Selected text:
□ □ □ □

The Razor: Originally Posted: 4th August 2014, 05:39 pm
As someone who is married to a doctor who spends her vacations in Africa treating rural villagers I take Ebola very seriously, especially since quite a few medical personnel have died from the virus. Although this virus has been infecting people since the 1970s we know very little about it. In the past it has burned itself out by pretty much killing everyone who came into contact with it in the African bush. This time around it has made it to the cities, and news stories are circulating that it has left Africa and made it to Europe and perhaps the US.
The crazies are beginning to take notice. Michael Savage has slammed the CDC for bringing two Ebola victims, an American doctor and nurse, to the US for treatment. He asks, “Why have they brought an infected doctor and another patient from the area of contagion to Emory University in the U.S. when these individuals could treated just as well in Africa? Perhaps they are using these two patients as guinea pigs in a trial for a new vaccine from which billions are to be made if successful.”

□ □ □ □

(Point localization records)
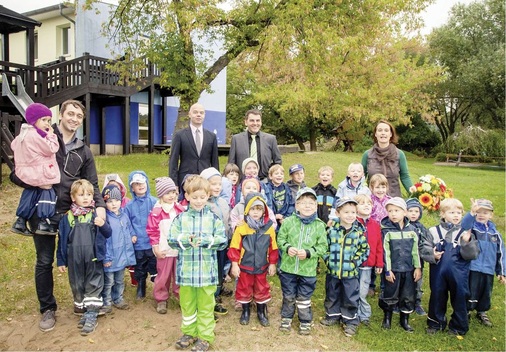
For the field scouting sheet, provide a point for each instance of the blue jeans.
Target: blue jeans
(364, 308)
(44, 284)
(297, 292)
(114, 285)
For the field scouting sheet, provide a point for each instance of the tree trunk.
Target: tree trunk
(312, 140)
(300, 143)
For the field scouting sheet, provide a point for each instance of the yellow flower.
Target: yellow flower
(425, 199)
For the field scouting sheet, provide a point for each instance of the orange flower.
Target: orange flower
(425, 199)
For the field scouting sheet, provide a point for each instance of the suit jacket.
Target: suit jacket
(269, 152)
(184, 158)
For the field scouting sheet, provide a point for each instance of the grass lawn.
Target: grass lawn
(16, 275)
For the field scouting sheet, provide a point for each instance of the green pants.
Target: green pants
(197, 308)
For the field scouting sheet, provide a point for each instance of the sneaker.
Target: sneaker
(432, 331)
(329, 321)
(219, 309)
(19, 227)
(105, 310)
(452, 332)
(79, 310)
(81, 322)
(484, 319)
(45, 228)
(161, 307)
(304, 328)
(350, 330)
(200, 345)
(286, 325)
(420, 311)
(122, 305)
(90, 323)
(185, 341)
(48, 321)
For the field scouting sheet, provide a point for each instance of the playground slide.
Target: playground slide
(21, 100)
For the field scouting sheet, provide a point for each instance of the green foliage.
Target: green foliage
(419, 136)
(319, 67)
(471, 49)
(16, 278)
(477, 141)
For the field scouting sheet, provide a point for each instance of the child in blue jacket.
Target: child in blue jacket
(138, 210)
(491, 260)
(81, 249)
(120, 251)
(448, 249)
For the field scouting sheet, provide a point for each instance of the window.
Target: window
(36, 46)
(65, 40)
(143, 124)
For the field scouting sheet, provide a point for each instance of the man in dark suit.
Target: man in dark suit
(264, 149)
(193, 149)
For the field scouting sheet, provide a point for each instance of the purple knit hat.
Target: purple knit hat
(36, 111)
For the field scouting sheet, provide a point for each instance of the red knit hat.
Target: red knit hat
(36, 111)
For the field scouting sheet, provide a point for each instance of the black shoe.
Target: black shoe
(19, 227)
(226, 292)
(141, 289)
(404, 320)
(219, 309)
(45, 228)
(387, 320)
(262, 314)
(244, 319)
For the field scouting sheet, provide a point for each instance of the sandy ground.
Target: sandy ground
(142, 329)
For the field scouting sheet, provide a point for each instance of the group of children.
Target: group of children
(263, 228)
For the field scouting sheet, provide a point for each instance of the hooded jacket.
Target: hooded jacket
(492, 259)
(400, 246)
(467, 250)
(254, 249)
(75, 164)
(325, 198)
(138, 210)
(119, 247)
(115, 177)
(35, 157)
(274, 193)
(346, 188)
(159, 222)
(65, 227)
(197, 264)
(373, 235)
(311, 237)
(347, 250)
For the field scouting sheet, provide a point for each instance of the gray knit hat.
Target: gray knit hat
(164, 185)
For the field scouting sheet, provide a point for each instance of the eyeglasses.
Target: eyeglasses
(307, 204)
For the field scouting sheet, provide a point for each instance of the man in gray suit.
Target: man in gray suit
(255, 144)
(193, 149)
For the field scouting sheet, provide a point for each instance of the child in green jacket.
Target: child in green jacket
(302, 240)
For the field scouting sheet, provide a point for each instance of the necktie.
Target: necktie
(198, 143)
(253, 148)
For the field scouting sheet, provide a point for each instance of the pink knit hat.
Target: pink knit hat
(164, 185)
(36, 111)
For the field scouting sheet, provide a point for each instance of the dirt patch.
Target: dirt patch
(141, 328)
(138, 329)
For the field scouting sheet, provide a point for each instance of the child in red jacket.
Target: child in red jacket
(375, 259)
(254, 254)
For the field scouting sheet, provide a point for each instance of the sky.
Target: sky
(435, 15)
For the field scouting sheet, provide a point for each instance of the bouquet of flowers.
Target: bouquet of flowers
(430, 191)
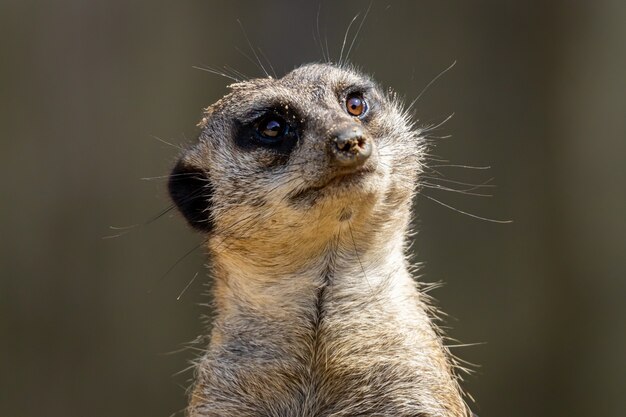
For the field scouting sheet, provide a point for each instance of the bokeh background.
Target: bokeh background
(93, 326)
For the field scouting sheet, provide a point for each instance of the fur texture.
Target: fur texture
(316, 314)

□ □ □ □

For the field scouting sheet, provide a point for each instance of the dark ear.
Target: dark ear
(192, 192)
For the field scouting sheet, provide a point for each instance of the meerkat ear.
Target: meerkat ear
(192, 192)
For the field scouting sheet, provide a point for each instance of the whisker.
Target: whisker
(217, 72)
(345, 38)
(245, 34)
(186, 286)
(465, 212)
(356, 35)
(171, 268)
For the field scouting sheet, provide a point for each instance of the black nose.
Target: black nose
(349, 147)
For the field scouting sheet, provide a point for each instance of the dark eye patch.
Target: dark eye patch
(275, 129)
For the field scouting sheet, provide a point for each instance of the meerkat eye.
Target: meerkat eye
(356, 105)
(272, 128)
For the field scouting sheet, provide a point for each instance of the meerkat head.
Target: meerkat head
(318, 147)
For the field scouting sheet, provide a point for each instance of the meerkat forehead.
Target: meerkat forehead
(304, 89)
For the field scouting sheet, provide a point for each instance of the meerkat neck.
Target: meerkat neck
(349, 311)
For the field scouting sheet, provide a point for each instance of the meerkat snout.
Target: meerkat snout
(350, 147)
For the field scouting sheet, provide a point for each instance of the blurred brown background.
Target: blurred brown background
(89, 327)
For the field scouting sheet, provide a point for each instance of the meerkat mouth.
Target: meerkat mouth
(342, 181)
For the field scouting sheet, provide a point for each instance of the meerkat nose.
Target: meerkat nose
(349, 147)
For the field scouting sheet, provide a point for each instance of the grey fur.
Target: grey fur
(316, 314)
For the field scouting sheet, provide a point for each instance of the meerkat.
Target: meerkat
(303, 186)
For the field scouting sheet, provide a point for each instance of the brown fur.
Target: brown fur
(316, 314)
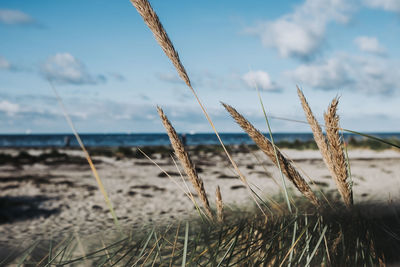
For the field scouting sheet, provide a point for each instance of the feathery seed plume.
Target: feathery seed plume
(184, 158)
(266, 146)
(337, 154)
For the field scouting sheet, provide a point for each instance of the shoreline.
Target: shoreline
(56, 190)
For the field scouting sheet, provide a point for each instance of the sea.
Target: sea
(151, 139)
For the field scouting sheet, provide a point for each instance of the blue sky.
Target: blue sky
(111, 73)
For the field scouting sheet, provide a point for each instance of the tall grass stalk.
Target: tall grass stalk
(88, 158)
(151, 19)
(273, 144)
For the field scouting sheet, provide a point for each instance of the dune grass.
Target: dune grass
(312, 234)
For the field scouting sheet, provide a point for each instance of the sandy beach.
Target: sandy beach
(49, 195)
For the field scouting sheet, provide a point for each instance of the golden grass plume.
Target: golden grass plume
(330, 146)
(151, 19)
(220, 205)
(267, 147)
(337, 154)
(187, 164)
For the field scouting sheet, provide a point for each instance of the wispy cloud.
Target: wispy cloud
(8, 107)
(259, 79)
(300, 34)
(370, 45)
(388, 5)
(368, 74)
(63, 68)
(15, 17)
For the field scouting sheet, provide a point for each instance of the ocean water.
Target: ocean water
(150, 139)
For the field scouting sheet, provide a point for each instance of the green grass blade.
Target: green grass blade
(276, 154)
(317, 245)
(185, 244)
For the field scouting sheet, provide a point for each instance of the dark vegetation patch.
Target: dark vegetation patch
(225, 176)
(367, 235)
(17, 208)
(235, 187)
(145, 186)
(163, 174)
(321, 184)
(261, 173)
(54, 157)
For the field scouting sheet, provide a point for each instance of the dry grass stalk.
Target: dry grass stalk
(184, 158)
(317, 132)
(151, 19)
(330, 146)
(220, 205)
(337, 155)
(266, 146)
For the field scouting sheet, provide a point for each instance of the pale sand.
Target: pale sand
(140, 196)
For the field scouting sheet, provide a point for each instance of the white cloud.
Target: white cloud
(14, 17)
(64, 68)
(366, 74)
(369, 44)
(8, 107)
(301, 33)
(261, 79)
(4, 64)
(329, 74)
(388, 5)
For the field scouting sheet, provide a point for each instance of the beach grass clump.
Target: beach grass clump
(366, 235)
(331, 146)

□ □ □ □

Instructions for the task: Extend the Ebola blog post by a paragraph or two, picking up after its final sentence. The records are unrelated to the Ebola blog post and stand as separate material.

Exercise result:
Evidently Savage has never spent time in an African hospital. I have seen my share, and if your idea of a hospital is an American public high school nurse’s office except with fewer drugs, then you have a pretty good idea of what constitutes the average African hospital. They simply do not have the resources that Emory does. Could we bring Emory over there? Perhaps in a few months sure, but the Americans had hours to live. Was there a risk to bringing them here? Absolutely, but that risk had to be weighed against the likely outcomes for the two Americans. A few weeks ago someone found a stash of old smallpox vials that had been forgotten. We’ve been experimenting with dangerous biological organisms here in the US for decades; it’s not like this is the first time a virus as notorious as Ebola has been brought to US shores. So the risk was miniscule compared to the odds against the two Americans suffering from the virus. In my view it was the right decision. Oh, and Michael, the gist of your argument makes you sound as wackadoodle as the anti-corporate progressives.
Ebola is a frightening virus, but the way forward is to combat the virus with scientific research, not throwing up the walls and cowering in fear. And it certainly isn’t by using one’s favorite whipping boy to stifle a vaccine.